A ativista socioambiental Sarah Emanuelly defende mais espaço e escuta juvenil no debate climático, uma vez que as novas gerações serão as pessoas mais atingidas pelos efeitos da emergência climática.
“Estamos fazendo um movimento de tentar influenciar os tomadores de decisão, as pessoas que decidem o nosso futuro. Essas pessoas com o poder para decidir não estão na nossa pele e não vivem os efeitos da crise, pois não estão nas favelas, não estão nos locais mais atingidos”, explica Sarah.
“Antes costumavam falar que era um problema do futuro, para as futuras gerações, mas a gente enxerga que os impactos da crise climática não serão sentidos no futuro, eles estão acontecendo agora. Somos as pessoas mais impactadas pelos eventos climáticos extremos e pela negligência do poder público, pela falta de políticas públicas e de assistência”, completa.

O desafio para 2025, segundo a jovem, é galgar espaços de escuta dentro da COP 30. Embora um dos eventos sobre clima mais importantes do mundo seja uma janela para expor os problemas vivenciados pelo país que o sediará, os movimentos de jovens esbarram em dificuldades para garantir sua participação nas negociações.
“A gente tem muita esperança de conseguir fazer uma incidência dentro dessa COP, mas ao mesmo tempo estamos preocupados sobre quais serão as nossas limitações nesse espaço”, compartilha Sarah.
“Há uma especulação de que os números das credenciais, que é o que permite que a gente acesse os espaços de negociação, sejam reduzidos. Outra preocupação é que trata-se de uma conferência internacional, onde as nossas questões e anseios locais podem não ser de interesse dos países que participam”.
A maior participação em movimentos e soluções coletivas é defendido por Irene Rizzini, coordenadora da pesquisa Adolescentes, Jovens e Mudanças Climáticas produzida pelo CIESPI, como um caminho para combater a ansiedade diante da crise climática.
“Nossa pesquisa mostra claramente que os jovens estão com muita ansiedade justamente em relação ao futuro e gostariam, mas não estão conectados às ações para contribuir. A melhor maneira de lidar com o medo é estar envolvido e ter condições de contribuir”, resume Irene.

INFORMAÇÕES REGISTRADAS
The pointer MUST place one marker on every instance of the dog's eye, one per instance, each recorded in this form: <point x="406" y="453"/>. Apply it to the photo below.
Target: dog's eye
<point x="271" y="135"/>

PEDIDO ESCRITO
Transcreva literalmente o trecho do texto sobre juventude e crise climática que vai de "A ativista socioambiental" até "da emergência climática.". As linhas registradas não desempenham nenhum papel aqui.

RESULTADO DA TAREFA
A ativista socioambiental Sarah Emanuelly defende mais espaço e escuta juvenil no debate climático, uma vez que as novas gerações serão as pessoas mais atingidas pelos efeitos da emergência climática.